→ Work instruction
Taking the entries below, transcribe only the lines starting with the one with "Query: wooden lectern front" and going on through the one with "Query: bare tree trunk", exactly as written, without the pictures.

Records drawn from a dataset
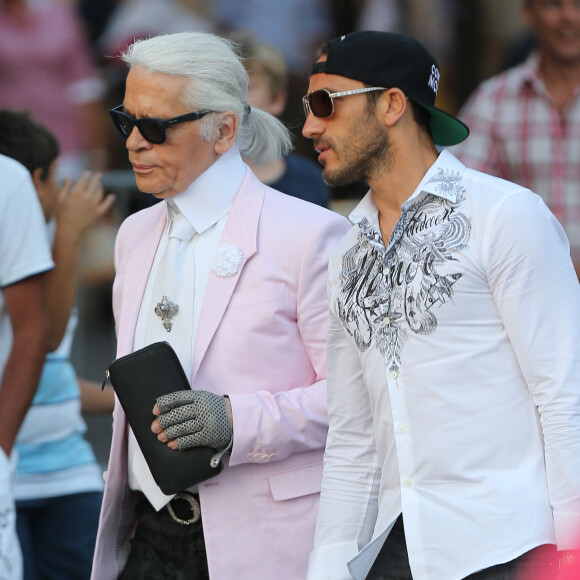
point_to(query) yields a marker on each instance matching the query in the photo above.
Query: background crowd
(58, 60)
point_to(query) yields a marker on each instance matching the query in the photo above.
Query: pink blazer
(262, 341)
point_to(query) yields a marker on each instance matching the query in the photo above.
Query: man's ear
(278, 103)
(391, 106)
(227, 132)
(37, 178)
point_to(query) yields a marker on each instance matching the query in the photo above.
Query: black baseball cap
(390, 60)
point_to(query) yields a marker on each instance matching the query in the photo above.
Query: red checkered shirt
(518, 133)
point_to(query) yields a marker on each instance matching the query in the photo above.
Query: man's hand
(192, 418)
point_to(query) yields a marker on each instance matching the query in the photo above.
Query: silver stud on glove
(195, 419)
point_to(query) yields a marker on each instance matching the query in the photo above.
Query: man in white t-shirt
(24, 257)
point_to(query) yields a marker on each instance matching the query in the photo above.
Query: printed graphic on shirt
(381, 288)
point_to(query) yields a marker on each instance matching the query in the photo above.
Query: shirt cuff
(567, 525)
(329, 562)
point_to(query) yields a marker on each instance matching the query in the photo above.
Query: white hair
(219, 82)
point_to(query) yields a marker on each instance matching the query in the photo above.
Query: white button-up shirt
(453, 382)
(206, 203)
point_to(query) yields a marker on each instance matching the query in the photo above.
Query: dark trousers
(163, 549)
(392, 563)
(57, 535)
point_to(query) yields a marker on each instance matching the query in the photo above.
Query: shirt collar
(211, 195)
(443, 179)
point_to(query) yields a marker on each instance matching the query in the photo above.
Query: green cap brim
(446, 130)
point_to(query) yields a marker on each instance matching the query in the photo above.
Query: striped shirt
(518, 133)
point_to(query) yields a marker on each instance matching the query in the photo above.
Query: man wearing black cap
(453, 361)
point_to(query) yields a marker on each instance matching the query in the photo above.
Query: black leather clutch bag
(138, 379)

==

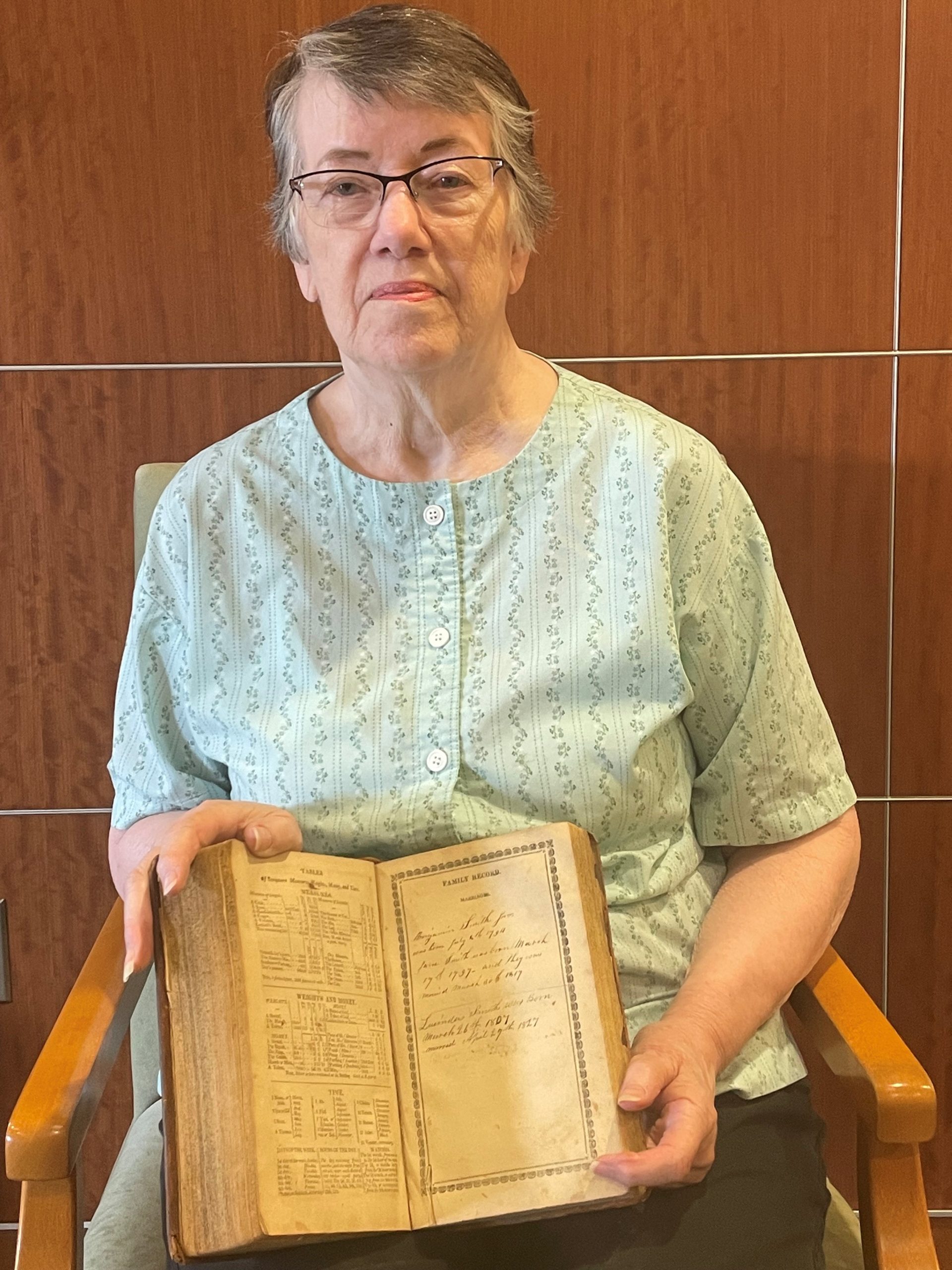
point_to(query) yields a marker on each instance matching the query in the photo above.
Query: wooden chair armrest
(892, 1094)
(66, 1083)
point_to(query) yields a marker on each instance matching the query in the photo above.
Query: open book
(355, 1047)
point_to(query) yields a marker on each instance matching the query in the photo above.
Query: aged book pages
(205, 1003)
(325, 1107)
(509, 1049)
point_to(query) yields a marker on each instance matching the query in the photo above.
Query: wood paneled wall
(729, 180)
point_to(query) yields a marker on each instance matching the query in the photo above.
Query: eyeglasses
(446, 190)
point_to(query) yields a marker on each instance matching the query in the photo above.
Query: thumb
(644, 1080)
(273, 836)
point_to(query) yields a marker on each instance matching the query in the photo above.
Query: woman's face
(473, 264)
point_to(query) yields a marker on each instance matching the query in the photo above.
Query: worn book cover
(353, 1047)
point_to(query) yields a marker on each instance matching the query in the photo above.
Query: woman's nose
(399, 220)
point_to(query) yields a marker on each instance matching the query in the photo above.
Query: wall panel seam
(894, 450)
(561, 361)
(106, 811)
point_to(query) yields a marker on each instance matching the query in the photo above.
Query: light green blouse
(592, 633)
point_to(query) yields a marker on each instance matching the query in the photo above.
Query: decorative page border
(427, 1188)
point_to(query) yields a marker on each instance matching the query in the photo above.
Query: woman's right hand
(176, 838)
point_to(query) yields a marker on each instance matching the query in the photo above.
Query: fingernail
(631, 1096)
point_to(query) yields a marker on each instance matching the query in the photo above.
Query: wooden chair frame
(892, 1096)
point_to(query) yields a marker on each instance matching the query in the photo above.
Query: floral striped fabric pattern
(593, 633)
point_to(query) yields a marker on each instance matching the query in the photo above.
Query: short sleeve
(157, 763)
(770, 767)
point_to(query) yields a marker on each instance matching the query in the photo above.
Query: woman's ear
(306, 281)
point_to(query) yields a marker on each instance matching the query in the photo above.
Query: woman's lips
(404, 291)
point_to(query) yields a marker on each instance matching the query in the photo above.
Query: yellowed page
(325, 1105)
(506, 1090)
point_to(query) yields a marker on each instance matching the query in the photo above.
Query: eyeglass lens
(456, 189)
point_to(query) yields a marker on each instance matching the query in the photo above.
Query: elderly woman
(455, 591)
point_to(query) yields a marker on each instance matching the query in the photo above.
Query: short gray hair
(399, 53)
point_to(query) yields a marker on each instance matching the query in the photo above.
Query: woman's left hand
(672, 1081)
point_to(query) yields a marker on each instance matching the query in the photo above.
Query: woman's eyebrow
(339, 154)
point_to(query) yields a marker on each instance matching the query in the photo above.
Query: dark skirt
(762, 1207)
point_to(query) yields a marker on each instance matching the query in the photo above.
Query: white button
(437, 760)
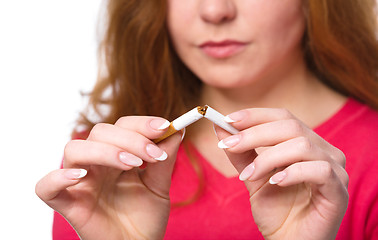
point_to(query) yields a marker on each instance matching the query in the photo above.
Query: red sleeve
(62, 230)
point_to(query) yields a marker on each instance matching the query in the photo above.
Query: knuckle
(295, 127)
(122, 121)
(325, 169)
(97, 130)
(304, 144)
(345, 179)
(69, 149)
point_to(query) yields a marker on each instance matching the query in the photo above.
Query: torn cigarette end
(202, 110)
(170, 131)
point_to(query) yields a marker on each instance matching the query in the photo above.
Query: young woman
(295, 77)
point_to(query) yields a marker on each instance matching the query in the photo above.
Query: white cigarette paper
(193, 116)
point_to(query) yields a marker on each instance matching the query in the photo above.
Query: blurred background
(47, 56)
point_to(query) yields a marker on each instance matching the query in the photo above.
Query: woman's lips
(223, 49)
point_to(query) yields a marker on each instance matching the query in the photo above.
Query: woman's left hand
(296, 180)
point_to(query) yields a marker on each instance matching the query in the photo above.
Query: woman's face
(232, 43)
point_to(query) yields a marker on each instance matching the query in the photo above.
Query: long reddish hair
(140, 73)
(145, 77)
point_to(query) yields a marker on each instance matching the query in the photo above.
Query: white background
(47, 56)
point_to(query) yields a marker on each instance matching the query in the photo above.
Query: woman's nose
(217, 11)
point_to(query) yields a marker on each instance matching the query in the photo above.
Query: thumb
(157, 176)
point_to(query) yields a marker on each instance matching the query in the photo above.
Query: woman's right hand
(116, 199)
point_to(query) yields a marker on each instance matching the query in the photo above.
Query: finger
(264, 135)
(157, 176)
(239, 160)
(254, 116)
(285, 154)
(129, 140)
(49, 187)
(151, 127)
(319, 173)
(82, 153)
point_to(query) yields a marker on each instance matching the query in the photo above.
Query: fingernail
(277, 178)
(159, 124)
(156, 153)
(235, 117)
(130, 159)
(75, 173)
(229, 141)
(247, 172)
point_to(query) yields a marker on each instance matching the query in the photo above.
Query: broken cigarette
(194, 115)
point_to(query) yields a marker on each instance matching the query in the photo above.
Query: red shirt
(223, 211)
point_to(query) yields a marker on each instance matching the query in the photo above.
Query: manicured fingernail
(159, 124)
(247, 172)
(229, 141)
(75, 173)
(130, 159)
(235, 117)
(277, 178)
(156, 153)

* * *

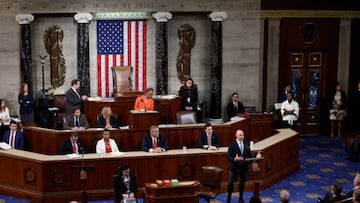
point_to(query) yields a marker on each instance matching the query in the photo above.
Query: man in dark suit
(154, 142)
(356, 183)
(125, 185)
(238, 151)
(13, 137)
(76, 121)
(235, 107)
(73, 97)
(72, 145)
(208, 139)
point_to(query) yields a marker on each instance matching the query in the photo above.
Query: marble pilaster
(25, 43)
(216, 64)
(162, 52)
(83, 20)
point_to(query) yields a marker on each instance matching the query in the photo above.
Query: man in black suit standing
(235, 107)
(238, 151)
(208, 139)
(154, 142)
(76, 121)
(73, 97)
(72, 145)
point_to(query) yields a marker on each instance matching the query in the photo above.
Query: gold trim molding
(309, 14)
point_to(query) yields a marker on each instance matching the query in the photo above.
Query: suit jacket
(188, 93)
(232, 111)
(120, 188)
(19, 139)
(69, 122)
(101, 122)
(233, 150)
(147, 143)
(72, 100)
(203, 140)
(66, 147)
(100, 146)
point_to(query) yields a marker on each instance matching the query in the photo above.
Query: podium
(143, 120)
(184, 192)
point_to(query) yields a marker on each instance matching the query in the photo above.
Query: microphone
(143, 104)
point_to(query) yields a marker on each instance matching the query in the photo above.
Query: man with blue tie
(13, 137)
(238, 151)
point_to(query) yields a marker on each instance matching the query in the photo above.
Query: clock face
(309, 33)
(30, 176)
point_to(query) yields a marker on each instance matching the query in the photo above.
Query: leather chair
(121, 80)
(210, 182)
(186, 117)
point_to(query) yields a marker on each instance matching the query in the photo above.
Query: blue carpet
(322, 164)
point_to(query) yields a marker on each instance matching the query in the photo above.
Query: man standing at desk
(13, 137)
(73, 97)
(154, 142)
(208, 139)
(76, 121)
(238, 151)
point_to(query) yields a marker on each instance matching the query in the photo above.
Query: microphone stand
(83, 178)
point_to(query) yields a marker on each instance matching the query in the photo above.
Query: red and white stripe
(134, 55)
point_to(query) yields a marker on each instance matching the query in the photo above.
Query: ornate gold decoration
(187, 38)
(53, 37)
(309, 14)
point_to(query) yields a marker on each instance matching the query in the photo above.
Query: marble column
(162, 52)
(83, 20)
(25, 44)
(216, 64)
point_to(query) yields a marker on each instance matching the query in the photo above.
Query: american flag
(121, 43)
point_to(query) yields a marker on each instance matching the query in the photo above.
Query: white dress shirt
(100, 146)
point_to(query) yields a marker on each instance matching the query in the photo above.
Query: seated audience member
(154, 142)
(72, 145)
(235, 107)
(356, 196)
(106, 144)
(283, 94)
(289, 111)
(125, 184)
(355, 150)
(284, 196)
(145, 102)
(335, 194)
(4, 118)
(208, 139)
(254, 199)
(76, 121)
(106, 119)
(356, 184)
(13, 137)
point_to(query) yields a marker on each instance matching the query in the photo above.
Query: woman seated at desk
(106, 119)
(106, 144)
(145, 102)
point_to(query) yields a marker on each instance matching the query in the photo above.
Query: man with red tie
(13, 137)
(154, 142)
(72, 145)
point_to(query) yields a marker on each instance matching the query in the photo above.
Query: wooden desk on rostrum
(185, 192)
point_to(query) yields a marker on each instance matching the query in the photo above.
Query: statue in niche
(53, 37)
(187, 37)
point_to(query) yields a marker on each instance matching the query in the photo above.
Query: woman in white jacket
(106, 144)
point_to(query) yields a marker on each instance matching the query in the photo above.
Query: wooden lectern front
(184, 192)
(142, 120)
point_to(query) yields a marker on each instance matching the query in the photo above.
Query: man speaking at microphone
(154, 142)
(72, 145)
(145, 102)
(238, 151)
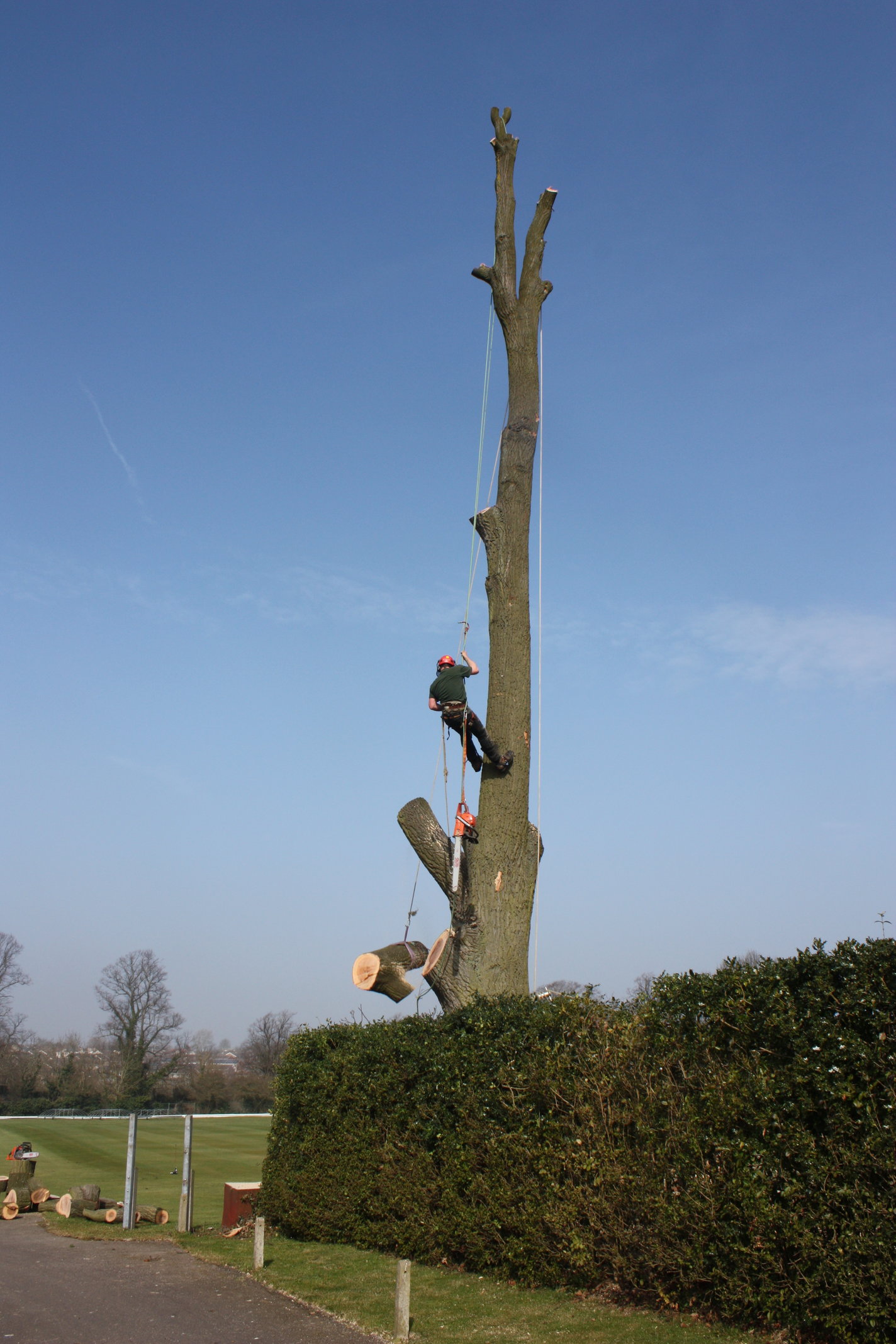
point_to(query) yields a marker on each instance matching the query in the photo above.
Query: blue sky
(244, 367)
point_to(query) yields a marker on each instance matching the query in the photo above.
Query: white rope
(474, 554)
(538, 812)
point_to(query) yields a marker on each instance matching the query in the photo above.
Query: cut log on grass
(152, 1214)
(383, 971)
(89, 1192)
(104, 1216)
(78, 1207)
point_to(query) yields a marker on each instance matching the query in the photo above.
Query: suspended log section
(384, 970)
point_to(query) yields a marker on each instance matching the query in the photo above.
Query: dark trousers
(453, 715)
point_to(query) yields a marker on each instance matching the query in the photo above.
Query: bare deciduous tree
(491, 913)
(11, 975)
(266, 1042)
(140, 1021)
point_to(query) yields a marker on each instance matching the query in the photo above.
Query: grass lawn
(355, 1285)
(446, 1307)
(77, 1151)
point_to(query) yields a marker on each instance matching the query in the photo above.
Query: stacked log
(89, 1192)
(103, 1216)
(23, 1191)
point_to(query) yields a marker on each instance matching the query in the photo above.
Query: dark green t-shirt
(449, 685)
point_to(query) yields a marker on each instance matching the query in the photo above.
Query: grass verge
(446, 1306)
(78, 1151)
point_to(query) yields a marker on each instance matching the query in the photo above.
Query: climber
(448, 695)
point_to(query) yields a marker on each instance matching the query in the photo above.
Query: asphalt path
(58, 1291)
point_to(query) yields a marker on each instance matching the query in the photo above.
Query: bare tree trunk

→ Response
Query: wooden lectern front
(184, 192)
(142, 120)
point_to(query) yields a marker on each instance matching the query in the photo above.
Query: man speaking at microphone
(154, 142)
(72, 145)
(145, 102)
(238, 151)
point_to(query) yields a marker on each instance matching the query in the photo above.
Query: blue sky
(244, 367)
point_to(query) yields a marker on each instance matching the query in the photo above.
Query: white rope
(474, 554)
(538, 812)
point_to(query) yields a marker on each instance matching the query in the photo above.
Query: cut log on grass
(152, 1214)
(383, 971)
(89, 1192)
(104, 1216)
(78, 1207)
point_to(query) yields a marker on each instance matching the query in the photo above.
Query: suspended log section
(384, 970)
point_to(query) yields a marker on each instance matching the query in the photo above.
Query: dark trousers
(453, 715)
point_to(query) yields a marker on each instance matching the query in the photo above.
Query: bare deciduous tree
(491, 913)
(11, 975)
(266, 1042)
(140, 1021)
point_to(query) yields a marker on each instance matching the query in the photo above.
Query: grass lawn
(355, 1285)
(446, 1307)
(77, 1151)
point_to(query) yields a marker on each instance matching the query in the photo above.
Query: stacked log
(89, 1192)
(103, 1216)
(23, 1191)
point_to(query) yields a marker on each instance matching the query in the photo above.
Query: dark green t-shirt
(449, 685)
point_to(query) yields a marker on each instance matching the query in the photo above.
Query: grass verge
(446, 1306)
(78, 1151)
point_to(query) yields a marker on each instance matching the query in the photo above.
Query: climber
(448, 695)
point_to(query) yields a marker on each instance matching the query in the photo above.
Query: asphalt path
(58, 1291)
point_to(query) yields a marker on each instance matching the query in the photo above.
Query: bare tree trunk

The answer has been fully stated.